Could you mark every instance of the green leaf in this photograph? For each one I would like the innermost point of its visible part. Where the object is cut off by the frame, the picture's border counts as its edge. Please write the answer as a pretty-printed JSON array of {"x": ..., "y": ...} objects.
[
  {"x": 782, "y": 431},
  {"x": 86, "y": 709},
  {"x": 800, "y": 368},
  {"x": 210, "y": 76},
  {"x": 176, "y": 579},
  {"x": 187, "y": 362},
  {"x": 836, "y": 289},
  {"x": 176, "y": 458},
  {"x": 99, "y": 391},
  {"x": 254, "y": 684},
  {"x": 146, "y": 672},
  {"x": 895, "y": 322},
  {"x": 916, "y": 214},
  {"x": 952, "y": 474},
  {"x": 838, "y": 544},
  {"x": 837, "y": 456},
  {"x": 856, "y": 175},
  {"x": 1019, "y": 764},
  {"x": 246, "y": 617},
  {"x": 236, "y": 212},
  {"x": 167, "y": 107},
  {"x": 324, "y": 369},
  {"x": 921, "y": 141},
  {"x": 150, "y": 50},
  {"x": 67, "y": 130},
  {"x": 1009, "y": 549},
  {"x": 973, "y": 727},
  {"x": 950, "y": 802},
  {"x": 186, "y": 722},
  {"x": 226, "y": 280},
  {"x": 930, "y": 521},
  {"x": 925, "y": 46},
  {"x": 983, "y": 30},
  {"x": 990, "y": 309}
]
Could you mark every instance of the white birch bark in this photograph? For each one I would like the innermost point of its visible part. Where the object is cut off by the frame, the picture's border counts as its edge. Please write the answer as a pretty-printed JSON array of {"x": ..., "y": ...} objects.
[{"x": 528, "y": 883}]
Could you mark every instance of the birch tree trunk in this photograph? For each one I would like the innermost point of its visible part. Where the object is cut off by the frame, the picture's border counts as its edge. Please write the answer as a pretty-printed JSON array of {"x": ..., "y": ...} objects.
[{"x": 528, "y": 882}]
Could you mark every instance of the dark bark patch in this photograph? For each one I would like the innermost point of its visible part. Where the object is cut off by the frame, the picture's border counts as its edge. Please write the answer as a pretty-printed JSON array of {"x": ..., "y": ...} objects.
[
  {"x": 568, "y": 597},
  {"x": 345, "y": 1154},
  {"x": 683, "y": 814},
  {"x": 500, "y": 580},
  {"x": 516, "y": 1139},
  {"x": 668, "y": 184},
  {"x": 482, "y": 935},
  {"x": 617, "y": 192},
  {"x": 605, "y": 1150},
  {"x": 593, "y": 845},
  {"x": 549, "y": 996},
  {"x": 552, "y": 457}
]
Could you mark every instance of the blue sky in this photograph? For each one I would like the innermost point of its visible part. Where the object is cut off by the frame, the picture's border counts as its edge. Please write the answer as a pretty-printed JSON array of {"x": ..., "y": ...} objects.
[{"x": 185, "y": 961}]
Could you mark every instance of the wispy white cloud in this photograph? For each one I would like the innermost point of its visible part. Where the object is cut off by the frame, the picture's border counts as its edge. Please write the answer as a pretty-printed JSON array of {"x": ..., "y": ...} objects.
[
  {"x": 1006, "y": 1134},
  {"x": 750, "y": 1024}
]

DIRECTIONS: Rewrite the records starting at the line containing "Could you mark every instance of the birch" and ending at the end of the records, replacing "innermost point" with "central point" and leaving everything else unchanged.

FINAL ANSWER:
Could you mark every instance of the birch tree trunk in this photograph? For each one I would like the central point of its visible part. Where the object is cut off by the frame, the picture's border counts as its edge. Please write the answer as a pretty-printed JSON array of {"x": ..., "y": ...} objects.
[{"x": 528, "y": 882}]
Could you mark every instance of the dark bark patch in this photograph? For each one I would like the central point of its visible part. Where the object is cut off by the frame, the picture's border counts as its edge. Please write the answer as a pretty-printed JSON array of {"x": ..., "y": ...} objects.
[
  {"x": 568, "y": 597},
  {"x": 345, "y": 1154},
  {"x": 683, "y": 814},
  {"x": 500, "y": 580},
  {"x": 516, "y": 1139},
  {"x": 668, "y": 184},
  {"x": 482, "y": 935},
  {"x": 617, "y": 192},
  {"x": 605, "y": 1150},
  {"x": 593, "y": 845},
  {"x": 549, "y": 996},
  {"x": 552, "y": 457}
]
Could you mark every instance of the blue sky in this photograph? For each one I would like the central point of its visible part. Where the object is cut off by the frame, the picture's border counts as its edge. Please write the answer as a pretty-printed JSON array of {"x": ..., "y": ...} objects.
[{"x": 185, "y": 961}]
Could you mark every instance of the wispy white cloud in this photograph? For each one I would like the central point of its visible part. Where the object is cut off by the frame, the picture's border counts as its edge. Please write the answer as a pretty-printed JSON array of {"x": ..., "y": ...} objects.
[
  {"x": 1006, "y": 1134},
  {"x": 750, "y": 1024}
]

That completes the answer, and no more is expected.